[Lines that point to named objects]
==================================================

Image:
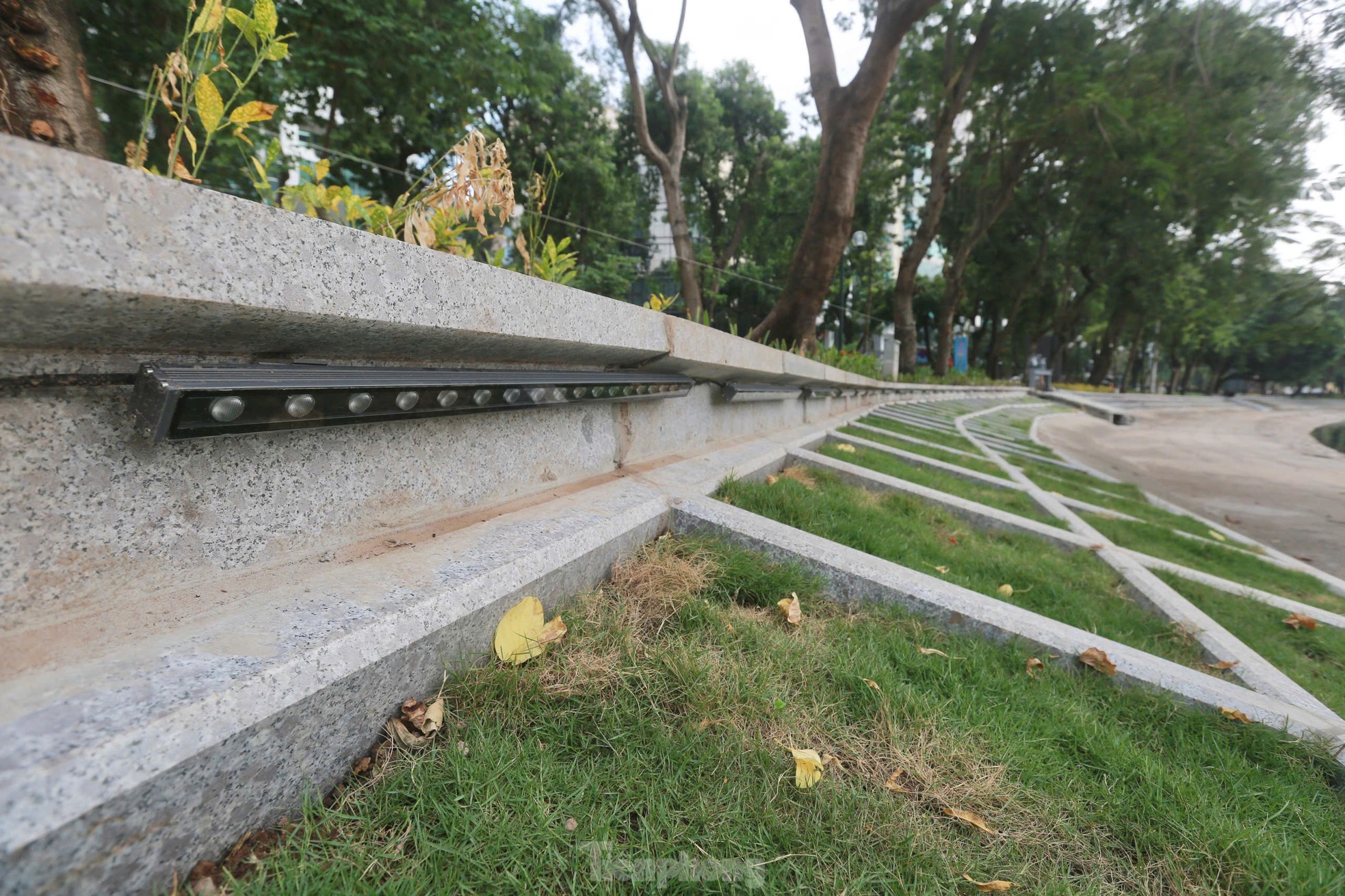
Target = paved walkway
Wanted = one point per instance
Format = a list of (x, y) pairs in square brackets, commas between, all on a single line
[(1258, 471)]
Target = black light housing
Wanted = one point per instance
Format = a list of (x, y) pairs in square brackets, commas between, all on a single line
[(757, 391), (174, 403)]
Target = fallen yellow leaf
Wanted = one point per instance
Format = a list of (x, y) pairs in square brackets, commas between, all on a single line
[(971, 818), (518, 638), (807, 767), (552, 631), (1098, 659), (434, 717), (895, 785)]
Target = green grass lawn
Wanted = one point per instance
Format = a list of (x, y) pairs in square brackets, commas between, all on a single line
[(1218, 560), (1122, 498), (1075, 588), (1316, 659), (980, 464), (950, 439), (1009, 499), (655, 730)]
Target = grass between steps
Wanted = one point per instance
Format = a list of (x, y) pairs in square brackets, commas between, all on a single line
[(1009, 499), (1218, 560), (949, 439), (980, 463), (1119, 497), (1075, 588), (657, 728), (1316, 659)]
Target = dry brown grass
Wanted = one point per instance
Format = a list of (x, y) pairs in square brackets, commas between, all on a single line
[(799, 474)]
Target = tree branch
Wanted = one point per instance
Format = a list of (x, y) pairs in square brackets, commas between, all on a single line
[(822, 61), (626, 43)]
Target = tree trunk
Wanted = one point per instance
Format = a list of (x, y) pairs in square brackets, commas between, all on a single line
[(669, 162), (682, 244), (845, 115), (956, 85), (1108, 350), (44, 92)]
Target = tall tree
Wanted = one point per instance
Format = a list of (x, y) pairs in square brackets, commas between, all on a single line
[(845, 115), (44, 92), (955, 76), (668, 161)]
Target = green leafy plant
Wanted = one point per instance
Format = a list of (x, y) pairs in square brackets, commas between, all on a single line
[(186, 83), (553, 263), (467, 187)]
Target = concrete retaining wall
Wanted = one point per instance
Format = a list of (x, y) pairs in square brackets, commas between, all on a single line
[(193, 633)]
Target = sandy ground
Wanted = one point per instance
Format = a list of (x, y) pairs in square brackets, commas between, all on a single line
[(1258, 471)]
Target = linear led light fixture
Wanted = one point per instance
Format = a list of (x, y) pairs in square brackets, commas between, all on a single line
[(174, 403), (737, 391)]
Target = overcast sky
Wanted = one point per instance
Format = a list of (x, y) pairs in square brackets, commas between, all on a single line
[(767, 34)]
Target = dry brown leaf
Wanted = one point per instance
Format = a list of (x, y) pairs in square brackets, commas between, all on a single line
[(807, 767), (971, 818), (413, 713), (552, 633), (402, 735), (1098, 659), (893, 782)]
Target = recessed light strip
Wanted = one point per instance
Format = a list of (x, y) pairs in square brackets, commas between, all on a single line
[(174, 403)]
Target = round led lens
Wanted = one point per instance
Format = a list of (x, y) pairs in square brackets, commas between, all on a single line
[(299, 406), (226, 409)]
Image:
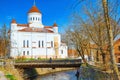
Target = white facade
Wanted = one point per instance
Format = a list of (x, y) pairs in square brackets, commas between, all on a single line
[(34, 40)]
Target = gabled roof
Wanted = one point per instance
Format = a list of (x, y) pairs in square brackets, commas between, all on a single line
[(54, 25), (36, 30), (13, 21), (34, 9)]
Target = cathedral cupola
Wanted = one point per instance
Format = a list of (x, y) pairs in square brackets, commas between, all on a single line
[(35, 17), (55, 28)]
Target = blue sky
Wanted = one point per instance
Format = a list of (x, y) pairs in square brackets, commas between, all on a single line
[(58, 11)]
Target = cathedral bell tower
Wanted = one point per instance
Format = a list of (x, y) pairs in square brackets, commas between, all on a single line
[(35, 17)]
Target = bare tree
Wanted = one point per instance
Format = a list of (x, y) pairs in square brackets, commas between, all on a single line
[(110, 39), (4, 41)]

==================================================

Express the lines above as a JSON list of strings, with one string per line and blank lines omitted. Leave the pictures out of the list.

[
  "Image:",
  "Target = paved walkway",
  "Wanted = one point per instance",
  "Format = a list of (x, y) pairs in square brackets, commas between, all on a single line",
  "[(1258, 471)]",
  "Target = black light housing",
  "Wanted = one point per instance",
  "Format = a list of (x, y) pairs in square brackets, commas between, all on a single line",
  "[(757, 391), (174, 403)]",
  "Target = fallen yellow leaf",
  "Wanted = one point per instance",
  "Format = a list of (x, y) pairs in square brackets, commas between, all on a single line",
  "[(971, 818), (518, 638), (807, 767), (552, 631), (1098, 659), (434, 717), (895, 785)]",
  "Target = green grass lawn",
  "Wanted = one point per instance",
  "Format = a list of (x, y) pairs in square brackets, commas between, all on a single line",
  "[(1218, 560), (1122, 498), (1075, 588), (1316, 659), (980, 464), (950, 439), (1009, 499), (655, 730)]",
  "Target = grass between steps",
  "Wanted = one point per instance",
  "Format = a list of (x, y) pairs in square brackets, commas between, all on a single line",
  "[(1009, 499), (1218, 560), (949, 439), (980, 463), (1119, 497), (1075, 588), (657, 728), (1316, 659)]",
  "Target = dry brown grass",
  "Wanted = one point per instance",
  "Format = a list of (x, y) pairs in square brackets, commas between, all on a single line",
  "[(799, 474)]",
  "Target = tree branch",
  "Wanted = one point per instance",
  "Format = a list of (x, y) pairs in square brackets, commas between, all on a single line",
  "[(822, 61), (626, 43)]",
  "Target = tree trunk",
  "Wanted = one point per instance",
  "Format = a list of (x, y) pairs in square brackets, commas between, all on a single line",
  "[(669, 162), (682, 244), (845, 115), (956, 85), (1108, 350), (44, 92)]",
  "Target = tall tree",
  "Wanted = one point per instance",
  "Format = a list of (x, y) pairs in square brackets, commas between, all on a single line",
  "[(845, 115), (44, 92), (955, 76), (668, 161)]",
  "Target = green leafy plant",
  "Wanted = one point per instance",
  "Format = a list of (x, y) pairs in square brackets, commas between, all on a single line",
  "[(186, 83), (553, 263), (467, 187)]",
  "Target = concrete retaining wall",
  "Wanted = one point per instance",
  "Format = a list of (x, y) pairs in square brackets, commas between, all on a single line",
  "[(193, 633)]",
  "Target = sandy ground",
  "Wanted = one point per instance",
  "Format = a list of (x, y) pairs in square brackets, commas between, all on a single line",
  "[(1258, 471)]",
  "Target = linear led light fixture",
  "Wanted = one point per instance",
  "Format = a list of (x, y) pairs in square brackets, commas between, all on a single line",
  "[(174, 403), (737, 391)]",
  "Target = overcast sky",
  "Wanted = one point per instance",
  "Format = a list of (x, y) pairs in square brackets, commas between, all on a single line",
  "[(767, 34)]",
  "Target = dry brown leaf",
  "Wanted = one point per instance",
  "Format = a list of (x, y) pairs in square brackets, commas between, all on a single line",
  "[(807, 767), (971, 818), (413, 713), (552, 633), (402, 735), (1098, 659), (893, 782)]",
  "Target = recessed light strip",
  "Wanted = one point per instance",
  "Format = a list of (x, y) pairs in square brackets, commas between, all on a single line",
  "[(174, 403)]",
  "Target = round led lens",
  "Wanted = one point per instance",
  "Format = a list of (x, y) pairs in square brackets, commas between, all on a single line",
  "[(299, 406), (226, 409)]",
  "Image:",
  "Target = white facade",
  "Wanted = one point per instance",
  "Format = a list of (x, y) pairs in square brackets, commas between, all on a single line",
  "[(34, 40)]",
  "Target = gabled roof",
  "Wanted = one point per instance",
  "Format = a list of (x, y) pairs in square brackets, commas between, all on a single line",
  "[(54, 25), (36, 30), (13, 21), (34, 9)]",
  "Target = cathedral cupola",
  "Wanted = one point per instance",
  "Format = a list of (x, y) pairs in square brackets, commas between, all on a single line",
  "[(35, 17), (55, 28)]",
  "Target = blue sky",
  "Wanted = one point per instance",
  "Format = a list of (x, y) pairs in square brackets, commas between, all on a single line",
  "[(58, 11)]",
  "Target = cathedral bell tower",
  "Wanted = one point per instance",
  "Format = a list of (x, y) pairs in square brackets, commas between, all on a single line",
  "[(35, 17)]",
  "Target = bare tree",
  "Wanted = one point per instance",
  "Format = a list of (x, y) pairs in square brackets, commas between, all on a single line",
  "[(110, 39), (4, 41)]"
]